Problems to solve ->
**a)** Under the Strong Surrogate Key Policy in the data warehouse guidance below, what attributes should each table's surrogate key have? List all of them.
**b)** Reproduce word for word the passage of the data warehouse guidance below between "A surrogate key is" and "and code-lookup tables.", inclusive.
**c)** Answer these questions from the data warehouse guidance below:
(i) Which character should be used to concatenate the source system keys?
(ii) How should the Primary Key for Date Dimensions be formatted for daily grain?
(iii) What is the default for the Create_Date column?

Text to read ->
========================================================================

Minimize
11
Purpose
The purpose of this document is to provide some “best practices” guidance for designers and architects ODSs and Data Warehouses . This document will grow over time as we add your ideas and comments. A basic requirement for this ODS/Data Warehouse is that we expect to include data from other sources/applications and companies. We do not know currently who they are or what their requirements will be. We do know that their data types may not match our source systems, and that we should be able to tag each row with the source system which contributed the data.
Strong Surrogate Key Policy
Each table should have a surrogate key with the following attributes:
  • Single column
  • Unique
  • Integer
  • Different than the source system key
  • No Smart Keys
 
A surrogate key is simply a single, non-intelligent key that provides uniqueness for each row in a given table. The surrogate key should never be the source key from the system of record. Source keys are carried forward as attributes.
 
This surrogate key requirement is true for stand-alone tables, many-many relationship tables, and code-lookup tables.
 
The reason for this is that the table rows within the ODS and DW need to be independent of the Source of Record. If the Source of Record changes a key value, the ODS and DW would be able to handle the change with little impact because this key would simply be an attribute and not the key of the table itself.
 
There will be many references to most tables, including auditing, replication, and inclusion as a foreign key reference in the DW fact tables. Multi-column keys increase the size, and complexity of the database. Since the model for the DW will be flattened, carrying forward multi-column keys is not a best practice.
 
Although the use of integer keys is the default, a larger number of rows may require the use of a bigint, instead of an integer.

This is called a Strong Surrogate Key Policy, pictured below.

Exception to Surrogate Key Policy
The Primary Key for Date Dimensions in Data Warehouses and Data Marts should be an integer formatted as yyyymmdd for daily grain.
The Primary Key for Time Dimensions should be an integer formatted as hhmmss for second grain.
 
Source System Keys
The Source Primary Key(s) should be kept as attributes in the destination database. For the ODS this would be the Source of Record Primary Key. For the DW this would be ODS PK, if the row comes from the ODS, or the Source of Record PK if the row originates outside the ODS. The ETL process which loads the tables will have to be able to match incoming source rows with the appropriate row.
 
The source system keys should be concatenated into a single key field name as “Source_System_Operational_ID” and should be VARCHAR(max). “|” (pipe) character should be used as concatenation character. When ETL is looking up for the matching columns between source and target, it should first concatenate the source columns and then can be used for lookup.
 
Nullable Columns
 
Columns in the ODS and DW other than the primary key should be nullable. Though this is not typically a best practice in general data modeling, but it does serve a purpose when constructing an Enterprise Model that is flexible and built to integrate data from multiple sources over time. Note: The exception to this is that Fact Table Foreign Keys to the dimensions should not allow nulls. They are required to allow inclusion of all fact rows in an SSAS cube. SSAS requires all dimension members be known.
Required Columns
Each row must be tagged with Create_Date, Last_Updated_Date
Each table should have the following columns:
            Create_Date: The date the row was inserted into the table, Datetime data type with a default of GetUTCdate()

========================================================================

Items from a labeling collection:
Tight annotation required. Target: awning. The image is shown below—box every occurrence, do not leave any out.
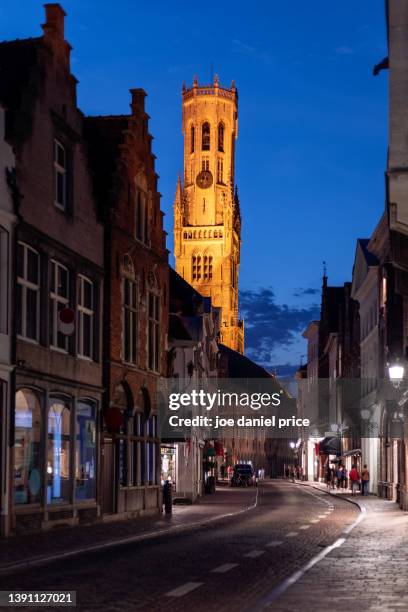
[319,436,341,455]
[343,448,361,457]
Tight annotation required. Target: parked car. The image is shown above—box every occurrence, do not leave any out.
[231,463,256,487]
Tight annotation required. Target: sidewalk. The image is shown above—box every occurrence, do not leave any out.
[0,487,257,575]
[268,483,408,612]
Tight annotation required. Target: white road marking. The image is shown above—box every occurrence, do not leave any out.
[256,507,366,611]
[166,582,204,597]
[244,550,265,559]
[211,563,238,574]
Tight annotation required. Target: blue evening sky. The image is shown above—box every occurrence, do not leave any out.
[0,0,387,365]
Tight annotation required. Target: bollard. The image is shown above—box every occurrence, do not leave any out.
[163,480,173,514]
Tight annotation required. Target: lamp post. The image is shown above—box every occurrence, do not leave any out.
[388,362,405,389]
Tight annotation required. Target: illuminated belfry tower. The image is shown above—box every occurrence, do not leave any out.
[174,76,244,353]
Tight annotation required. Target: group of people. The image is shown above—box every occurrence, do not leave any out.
[325,463,370,495]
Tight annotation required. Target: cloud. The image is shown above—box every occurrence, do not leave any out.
[240,287,319,367]
[293,287,320,297]
[335,45,354,55]
[232,38,271,64]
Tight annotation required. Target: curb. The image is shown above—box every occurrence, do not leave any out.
[297,482,367,512]
[0,489,258,576]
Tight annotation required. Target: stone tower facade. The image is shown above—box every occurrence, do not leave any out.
[174,77,244,353]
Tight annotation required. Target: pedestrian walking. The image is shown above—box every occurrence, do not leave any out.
[361,463,370,495]
[325,463,333,489]
[336,465,343,489]
[349,465,360,495]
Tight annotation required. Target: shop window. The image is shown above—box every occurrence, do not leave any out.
[16,242,40,342]
[75,400,96,499]
[14,389,42,505]
[50,261,69,352]
[47,397,71,504]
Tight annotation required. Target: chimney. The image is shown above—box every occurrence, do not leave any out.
[387,0,408,234]
[130,87,147,117]
[42,3,66,41]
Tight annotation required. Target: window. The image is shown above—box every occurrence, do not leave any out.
[54,140,67,210]
[190,125,195,153]
[50,261,69,351]
[146,416,158,485]
[192,255,201,281]
[201,121,210,151]
[16,242,40,342]
[14,389,41,505]
[203,255,212,280]
[217,159,224,184]
[0,227,10,334]
[123,278,138,363]
[135,190,149,244]
[77,276,95,359]
[148,291,160,372]
[218,123,224,153]
[75,400,96,499]
[47,398,71,504]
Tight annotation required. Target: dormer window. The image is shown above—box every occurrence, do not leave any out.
[201,121,210,151]
[54,140,67,210]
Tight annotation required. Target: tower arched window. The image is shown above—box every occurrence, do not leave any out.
[190,125,195,153]
[203,255,213,280]
[218,123,225,153]
[201,121,210,151]
[191,255,201,281]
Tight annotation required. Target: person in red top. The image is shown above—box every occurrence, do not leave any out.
[349,465,360,495]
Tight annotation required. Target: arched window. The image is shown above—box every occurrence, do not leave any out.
[14,389,42,505]
[201,121,210,151]
[75,400,96,499]
[203,255,213,280]
[190,125,195,153]
[218,123,225,153]
[192,255,201,281]
[47,397,71,504]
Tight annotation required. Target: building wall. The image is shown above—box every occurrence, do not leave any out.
[0,106,17,535]
[174,79,244,352]
[86,89,169,518]
[1,5,103,531]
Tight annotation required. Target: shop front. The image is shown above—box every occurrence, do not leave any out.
[12,387,100,531]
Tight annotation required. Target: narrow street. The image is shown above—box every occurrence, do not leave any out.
[2,481,359,611]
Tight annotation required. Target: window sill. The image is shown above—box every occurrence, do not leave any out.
[50,344,69,355]
[76,353,96,363]
[17,335,40,346]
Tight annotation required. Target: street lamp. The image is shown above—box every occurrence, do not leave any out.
[388,363,405,389]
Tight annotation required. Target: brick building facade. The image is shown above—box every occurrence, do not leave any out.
[0,4,103,531]
[86,89,168,516]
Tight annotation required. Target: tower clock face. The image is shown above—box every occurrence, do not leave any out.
[196,170,212,189]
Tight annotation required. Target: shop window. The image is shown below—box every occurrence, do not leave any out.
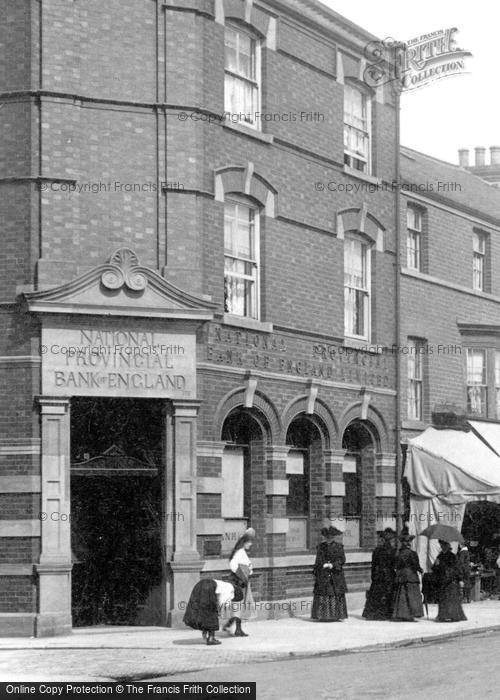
[406,206,423,270]
[495,350,500,420]
[344,84,371,173]
[224,26,261,128]
[344,237,371,340]
[467,348,488,417]
[224,201,259,319]
[408,338,424,420]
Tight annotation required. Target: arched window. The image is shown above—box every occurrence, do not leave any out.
[344,83,371,174]
[344,234,371,341]
[224,25,261,128]
[224,198,260,319]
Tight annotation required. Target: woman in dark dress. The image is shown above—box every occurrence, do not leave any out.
[432,540,467,622]
[311,527,347,622]
[392,532,424,622]
[363,527,396,620]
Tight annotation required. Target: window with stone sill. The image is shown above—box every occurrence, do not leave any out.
[344,84,371,175]
[224,25,261,129]
[344,236,371,341]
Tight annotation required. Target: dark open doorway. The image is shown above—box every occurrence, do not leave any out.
[71,397,162,626]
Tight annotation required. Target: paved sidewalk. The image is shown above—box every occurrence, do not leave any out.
[0,601,500,682]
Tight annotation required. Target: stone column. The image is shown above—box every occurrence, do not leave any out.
[35,396,72,637]
[163,400,204,627]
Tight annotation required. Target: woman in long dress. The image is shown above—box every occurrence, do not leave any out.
[183,578,243,646]
[432,540,467,622]
[311,527,347,622]
[392,532,424,622]
[363,527,396,620]
[223,527,255,637]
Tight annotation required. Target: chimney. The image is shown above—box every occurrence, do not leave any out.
[458,148,469,168]
[490,146,500,165]
[474,146,486,168]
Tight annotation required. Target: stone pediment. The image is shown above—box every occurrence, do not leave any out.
[24,248,216,321]
[71,445,157,474]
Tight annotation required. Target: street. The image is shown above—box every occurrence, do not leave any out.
[162,632,500,700]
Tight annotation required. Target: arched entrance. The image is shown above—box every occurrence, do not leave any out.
[286,413,324,552]
[71,397,162,626]
[221,407,268,556]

========================================================================

Task-by-task results ->
**a)**
- Single column
- Unique
- Integer
- Different than the source system key
- No Smart Keys

**b)**
A surrogate key is simply a single, non-intelligent key that provides uniqueness for each row in a given table. The surrogate key should never be the source key from the system of record. Source keys are carried forward as attributes.
 
This surrogate key requirement is true for stand-alone tables, many-many relationship tables, and code-lookup tables.

**c)**
(i) The "|" (pipe) character.
(ii) As an integer formatted as yyyymmdd.
(iii) GetUTCdate().